Write out the listing below again, precisely as it is given.
◇ ◇ ◇ ◇ ◇
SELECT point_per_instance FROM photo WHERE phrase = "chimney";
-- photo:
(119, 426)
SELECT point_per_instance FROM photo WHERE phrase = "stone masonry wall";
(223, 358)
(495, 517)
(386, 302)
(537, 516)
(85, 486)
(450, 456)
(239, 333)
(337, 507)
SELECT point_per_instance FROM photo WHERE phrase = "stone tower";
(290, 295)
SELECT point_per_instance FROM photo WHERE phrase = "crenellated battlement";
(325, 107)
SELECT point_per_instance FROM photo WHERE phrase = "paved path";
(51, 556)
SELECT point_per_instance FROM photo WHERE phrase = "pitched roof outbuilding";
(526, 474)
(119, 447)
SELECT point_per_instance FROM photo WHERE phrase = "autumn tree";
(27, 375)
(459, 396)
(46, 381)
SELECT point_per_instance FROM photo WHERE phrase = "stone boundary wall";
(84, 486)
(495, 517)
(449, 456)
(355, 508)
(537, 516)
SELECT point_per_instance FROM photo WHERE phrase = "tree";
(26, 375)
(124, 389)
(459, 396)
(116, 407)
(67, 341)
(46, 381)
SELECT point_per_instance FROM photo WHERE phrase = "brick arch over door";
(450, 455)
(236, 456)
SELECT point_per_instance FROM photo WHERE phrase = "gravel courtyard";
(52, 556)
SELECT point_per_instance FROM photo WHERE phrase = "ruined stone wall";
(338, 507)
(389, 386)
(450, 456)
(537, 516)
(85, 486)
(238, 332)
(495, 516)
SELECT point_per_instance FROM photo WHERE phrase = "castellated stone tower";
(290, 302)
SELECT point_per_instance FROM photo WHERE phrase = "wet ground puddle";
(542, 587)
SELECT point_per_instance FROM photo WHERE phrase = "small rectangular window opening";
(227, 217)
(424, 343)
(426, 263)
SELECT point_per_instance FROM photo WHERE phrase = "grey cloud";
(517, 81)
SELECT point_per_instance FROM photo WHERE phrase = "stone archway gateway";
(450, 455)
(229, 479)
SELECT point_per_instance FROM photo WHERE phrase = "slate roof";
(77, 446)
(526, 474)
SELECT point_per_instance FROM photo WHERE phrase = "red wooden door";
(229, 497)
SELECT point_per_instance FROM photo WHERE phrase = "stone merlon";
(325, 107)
◇ ◇ ◇ ◇ ◇
The response —
SELECT point_per_instance FROM photo WHERE phrase = "chimney";
-- photo:
(119, 426)
SELECT point_per_instance FROM photo WHERE phrase = "stone masonry wall";
(223, 358)
(495, 517)
(386, 302)
(537, 516)
(85, 486)
(450, 456)
(239, 333)
(337, 507)
SELECT point_per_instance FROM photo WHERE phrase = "stone tower";
(290, 295)
SELECT point_per_instance FROM photo WHERE phrase = "crenellated battlement";
(325, 107)
SELECT point_per_instance FROM photo WHERE phrase = "paved path";
(51, 556)
SELECT point_per_instance FROM photo WHERE phrase = "pitched roof outbuilding";
(526, 474)
(119, 447)
SELECT point_per_instance FROM photo WHERE phrase = "autumn tree";
(27, 375)
(459, 396)
(46, 381)
SELECT point_per_instance FROM photo WHERE phrase = "stone boundary wall";
(84, 486)
(495, 517)
(449, 456)
(355, 508)
(537, 516)
SELECT point_per_instance FROM photo WHERE phrase = "tree";
(26, 375)
(124, 389)
(459, 396)
(116, 407)
(67, 341)
(46, 381)
SELECT point_per_instance FROM photo WHERE phrase = "brick arch over door";
(450, 455)
(236, 456)
SELECT point_per_instance FROM photo WHERE phrase = "gravel courtyard";
(52, 556)
SELECT point_per_instance FROM photo WHERE phrase = "ruined stone wall";
(338, 507)
(389, 386)
(450, 456)
(537, 516)
(85, 486)
(238, 332)
(495, 516)
SELECT point_per_instance FROM photo WHERE phrase = "castellated stone tower";
(290, 302)
SELECT point_per_instance FROM photo WHERE phrase = "wet ground puddle";
(542, 587)
SELECT point_per_instance FROM photo WHERE phrase = "small rectangular window opening";
(227, 217)
(424, 343)
(426, 263)
SELECT point_per_instance FROM photo WHERE phrase = "grey cloud";
(517, 81)
SELECT point_per_instance FROM photo WHERE phrase = "stone archway gateway";
(450, 455)
(229, 479)
SELECT point_per_instance FROM photo WHERE phrase = "slate roof";
(77, 446)
(526, 474)
SELECT point_per_instance FROM photo WHERE phrase = "red wooden door";
(229, 497)
SELECT point_per_instance FROM photo WHERE phrase = "stone merlon";
(325, 107)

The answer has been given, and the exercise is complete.